* _What to work on_: Copy out the lines below word for word, without changing anything.

Object detection data
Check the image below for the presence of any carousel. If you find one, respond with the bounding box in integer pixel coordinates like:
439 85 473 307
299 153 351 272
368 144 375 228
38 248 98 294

* _Written solution_:
Check the image below for the presence of any carousel. If you find one, respond with the bounding box in integer pixel coordinates like:
439 85 473 307
299 153 351 272
368 144 375 228
38 248 98 294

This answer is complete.